— start of Text provided —
I don’t mind telling you, I was nervous.
I was afraid I wouldn’t know enough to carry on a conversation with these women.
I was intimidated by their credentials and feeling ill prepared.
When I emailed Dr. Long and Dr. Moore-Keish to confirm our meeting,
Dr. Long wrote back and said she would try to be there,
but that her mother-in-law was near death and she may be called away.

We met for an hour and both professors were there
and they couldn’t have been more gracious and helpful.
At the end of the hour I asked about Dr. Long’s Mother-in-law.
Her face clouded and she said, “She doesn’t look like herself anymore.”
Her voice caught as she spoke and a tear came to her eye.

Now, I tell you this not to hold myself up for any great prize,
but as an example of how powerful it can be if you stay alert to opportunities
to offer even a small gesture of mercy and peace and compassion
when the context calls for it.
These opportunities happen all the time and they usually fly right by me!
But this time the Spirit moved me to ask Dr. Long her mother-in-law’s name.
She said, “Her name is Belle.”
I suggested we might have a prayer for Belle before we left.
I mean, they’re theology professors! They’re not going to say “No!”
So we held hands, these highly intelligent theology professors and me,
and I offered a prayer for Belle and for Dr. Long and for her husband.
When I finished, Dr. Long’s tears were spilling over.
— end of Text provided —
Goal 1 ▸
Quote the full passage about the meeting with the two theology professors, word for word.
— start of Data shown —
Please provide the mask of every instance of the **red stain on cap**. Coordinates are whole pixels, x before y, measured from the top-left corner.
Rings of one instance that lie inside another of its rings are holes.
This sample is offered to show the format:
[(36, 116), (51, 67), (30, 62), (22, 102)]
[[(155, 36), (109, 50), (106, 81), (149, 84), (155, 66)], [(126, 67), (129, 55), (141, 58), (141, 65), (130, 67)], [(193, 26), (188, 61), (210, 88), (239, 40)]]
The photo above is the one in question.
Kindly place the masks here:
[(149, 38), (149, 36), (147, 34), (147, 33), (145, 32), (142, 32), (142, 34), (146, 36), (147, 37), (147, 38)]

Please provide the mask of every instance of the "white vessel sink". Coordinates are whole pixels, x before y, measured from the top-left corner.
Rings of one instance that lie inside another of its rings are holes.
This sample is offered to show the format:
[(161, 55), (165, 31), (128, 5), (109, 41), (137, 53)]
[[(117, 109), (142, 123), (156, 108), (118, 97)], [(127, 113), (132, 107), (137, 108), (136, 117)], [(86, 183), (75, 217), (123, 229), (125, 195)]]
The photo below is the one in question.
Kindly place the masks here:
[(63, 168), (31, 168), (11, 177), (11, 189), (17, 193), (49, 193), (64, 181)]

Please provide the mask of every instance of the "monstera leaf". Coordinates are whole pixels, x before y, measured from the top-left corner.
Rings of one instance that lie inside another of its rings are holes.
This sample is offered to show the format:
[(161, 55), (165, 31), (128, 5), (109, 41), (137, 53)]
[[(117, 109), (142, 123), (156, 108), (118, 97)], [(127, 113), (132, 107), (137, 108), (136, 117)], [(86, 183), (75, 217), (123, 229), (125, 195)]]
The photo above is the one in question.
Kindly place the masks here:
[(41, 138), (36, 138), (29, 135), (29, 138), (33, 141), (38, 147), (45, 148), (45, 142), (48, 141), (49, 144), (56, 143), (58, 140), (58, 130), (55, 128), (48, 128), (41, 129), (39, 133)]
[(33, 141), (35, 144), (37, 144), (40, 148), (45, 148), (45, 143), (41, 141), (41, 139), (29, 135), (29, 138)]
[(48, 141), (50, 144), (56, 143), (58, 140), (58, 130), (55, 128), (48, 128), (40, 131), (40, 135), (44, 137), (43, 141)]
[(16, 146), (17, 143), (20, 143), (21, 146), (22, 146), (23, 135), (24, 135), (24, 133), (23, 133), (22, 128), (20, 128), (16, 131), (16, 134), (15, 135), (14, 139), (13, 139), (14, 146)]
— end of Data shown —
Goal 2 ▸
Put the lines of the rows, from the first line through the line holding "[(36, 116), (51, 67), (30, 62), (22, 102)]", both included, into a JSON list of strings with one string per line and blank lines left out.

Exercise response 1 ▸
I don’t mind telling you, I was nervous.
I was afraid I wouldn’t know enough to carry on a conversation with these women.
I was intimidated by their credentials and feeling ill prepared.
When I emailed Dr. Long and Dr. Moore-Keish to confirm our meeting,
Dr. Long wrote back and said she would try to be there,
but that her mother-in-law was near death and she may be called away.

We met for an hour and both professors were there
and they couldn’t have been more gracious and helpful.
At the end of the hour I asked about Dr. Long’s Mother-in-law.
Her face clouded and she said, “She doesn’t look like herself anymore.”
Her voice caught as she spoke and a tear came to her eye.

Now, I tell you this not to hold myself up for any great prize,
but as an example of how powerful it can be if you stay alert to opportunities
to offer even a small gesture of mercy and peace and compassion
when the context calls for it.
These opportunities happen all the time and they usually fly right by me!
But this time the Spirit moved me to ask Dr. Long her mother-in-law’s name.
She said, “Her name is Belle.”
I suggested we might have a prayer for Belle before we left.
I mean, they’re theology professors! They’re not going to say “No!”
So we held hands, these highly intelligent theology professors and me,
and I offered a prayer for Belle and for Dr. Long and for her husband.
When I finished, Dr. Long’s tears were spilling over.

Exercise response 2 ▸
[
  "Please provide the mask of every instance of the **red stain on cap**. Coordinates are whole pixels, x before y, measured from the top-left corner.",
  "Rings of one instance that lie inside another of its rings are holes.",
  "This sample is offered to show the format:",
  "[(36, 116), (51, 67), (30, 62), (22, 102)]"
]